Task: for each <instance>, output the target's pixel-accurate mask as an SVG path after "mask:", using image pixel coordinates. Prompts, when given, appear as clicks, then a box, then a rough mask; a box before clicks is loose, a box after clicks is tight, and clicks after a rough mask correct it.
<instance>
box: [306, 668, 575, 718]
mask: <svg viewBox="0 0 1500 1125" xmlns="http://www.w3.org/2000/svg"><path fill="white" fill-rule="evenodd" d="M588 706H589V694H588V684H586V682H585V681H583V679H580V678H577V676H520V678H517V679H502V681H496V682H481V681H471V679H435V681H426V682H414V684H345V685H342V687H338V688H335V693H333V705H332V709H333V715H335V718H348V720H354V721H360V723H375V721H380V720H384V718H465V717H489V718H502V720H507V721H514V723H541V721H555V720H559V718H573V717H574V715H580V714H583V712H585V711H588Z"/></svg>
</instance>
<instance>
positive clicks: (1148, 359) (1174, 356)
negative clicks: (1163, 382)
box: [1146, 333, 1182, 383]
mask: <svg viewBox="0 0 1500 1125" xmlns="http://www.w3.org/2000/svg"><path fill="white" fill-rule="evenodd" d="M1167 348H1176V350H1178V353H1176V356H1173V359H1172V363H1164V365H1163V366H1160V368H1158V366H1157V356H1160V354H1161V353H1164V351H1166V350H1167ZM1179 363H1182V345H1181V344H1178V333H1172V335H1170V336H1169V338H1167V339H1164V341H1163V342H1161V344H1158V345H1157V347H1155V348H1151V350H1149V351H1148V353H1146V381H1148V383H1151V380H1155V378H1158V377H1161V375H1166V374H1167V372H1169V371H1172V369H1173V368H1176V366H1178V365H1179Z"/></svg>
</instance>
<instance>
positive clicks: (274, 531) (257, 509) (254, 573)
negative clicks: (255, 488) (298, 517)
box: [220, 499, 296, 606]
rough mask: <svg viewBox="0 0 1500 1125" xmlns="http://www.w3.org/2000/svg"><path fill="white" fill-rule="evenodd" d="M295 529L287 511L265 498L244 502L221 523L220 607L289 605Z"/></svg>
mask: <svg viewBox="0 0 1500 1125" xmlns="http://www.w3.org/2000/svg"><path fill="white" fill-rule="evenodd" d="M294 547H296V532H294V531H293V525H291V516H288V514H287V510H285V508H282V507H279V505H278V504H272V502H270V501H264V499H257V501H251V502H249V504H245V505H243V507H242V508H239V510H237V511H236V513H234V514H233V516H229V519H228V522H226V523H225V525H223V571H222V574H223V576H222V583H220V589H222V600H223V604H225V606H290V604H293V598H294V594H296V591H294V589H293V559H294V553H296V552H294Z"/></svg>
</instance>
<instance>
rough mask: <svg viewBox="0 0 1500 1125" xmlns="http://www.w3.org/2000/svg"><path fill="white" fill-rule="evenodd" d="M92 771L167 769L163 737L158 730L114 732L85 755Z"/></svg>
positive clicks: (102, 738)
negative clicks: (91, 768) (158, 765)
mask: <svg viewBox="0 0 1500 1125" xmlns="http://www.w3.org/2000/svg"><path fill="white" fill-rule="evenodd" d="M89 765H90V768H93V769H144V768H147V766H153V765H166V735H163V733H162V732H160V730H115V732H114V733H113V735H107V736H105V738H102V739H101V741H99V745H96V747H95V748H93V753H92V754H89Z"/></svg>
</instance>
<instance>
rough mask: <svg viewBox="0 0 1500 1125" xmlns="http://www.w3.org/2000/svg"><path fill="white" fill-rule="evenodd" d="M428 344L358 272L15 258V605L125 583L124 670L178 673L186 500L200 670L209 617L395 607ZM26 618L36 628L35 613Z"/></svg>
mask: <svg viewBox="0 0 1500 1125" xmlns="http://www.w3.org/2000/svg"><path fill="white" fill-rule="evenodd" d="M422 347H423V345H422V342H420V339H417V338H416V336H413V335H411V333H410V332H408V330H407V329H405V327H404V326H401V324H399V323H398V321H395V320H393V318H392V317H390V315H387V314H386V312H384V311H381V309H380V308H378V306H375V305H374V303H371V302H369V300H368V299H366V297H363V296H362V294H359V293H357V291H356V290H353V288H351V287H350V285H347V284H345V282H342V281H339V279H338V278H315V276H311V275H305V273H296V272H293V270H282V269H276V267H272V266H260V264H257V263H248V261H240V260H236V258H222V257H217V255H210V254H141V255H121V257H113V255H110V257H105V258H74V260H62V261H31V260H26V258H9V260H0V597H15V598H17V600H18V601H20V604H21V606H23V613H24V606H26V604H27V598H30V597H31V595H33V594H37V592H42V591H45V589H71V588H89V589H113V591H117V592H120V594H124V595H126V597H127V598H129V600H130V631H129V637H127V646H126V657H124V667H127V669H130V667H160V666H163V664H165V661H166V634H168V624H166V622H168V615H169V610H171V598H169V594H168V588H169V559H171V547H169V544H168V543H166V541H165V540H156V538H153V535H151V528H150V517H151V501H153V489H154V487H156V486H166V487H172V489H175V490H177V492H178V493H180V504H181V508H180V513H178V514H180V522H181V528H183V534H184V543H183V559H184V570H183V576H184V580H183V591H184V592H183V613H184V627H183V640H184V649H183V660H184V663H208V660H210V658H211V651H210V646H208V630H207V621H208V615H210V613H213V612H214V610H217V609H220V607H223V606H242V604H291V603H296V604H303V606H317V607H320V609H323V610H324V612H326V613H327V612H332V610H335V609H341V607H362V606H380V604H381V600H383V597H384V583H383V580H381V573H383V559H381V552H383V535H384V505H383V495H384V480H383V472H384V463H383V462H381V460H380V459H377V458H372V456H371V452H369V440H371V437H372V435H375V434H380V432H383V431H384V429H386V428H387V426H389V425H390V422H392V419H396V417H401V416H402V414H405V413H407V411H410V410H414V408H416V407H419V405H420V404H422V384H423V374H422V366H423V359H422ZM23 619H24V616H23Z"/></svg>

** Problem to solve **
Copy out, from the data above, each line where the string "positive" is present.

** Written answer **
positive clicks: (1148, 359) (1174, 356)
positive clicks: (274, 531) (257, 509) (254, 573)
positive clicks: (102, 738)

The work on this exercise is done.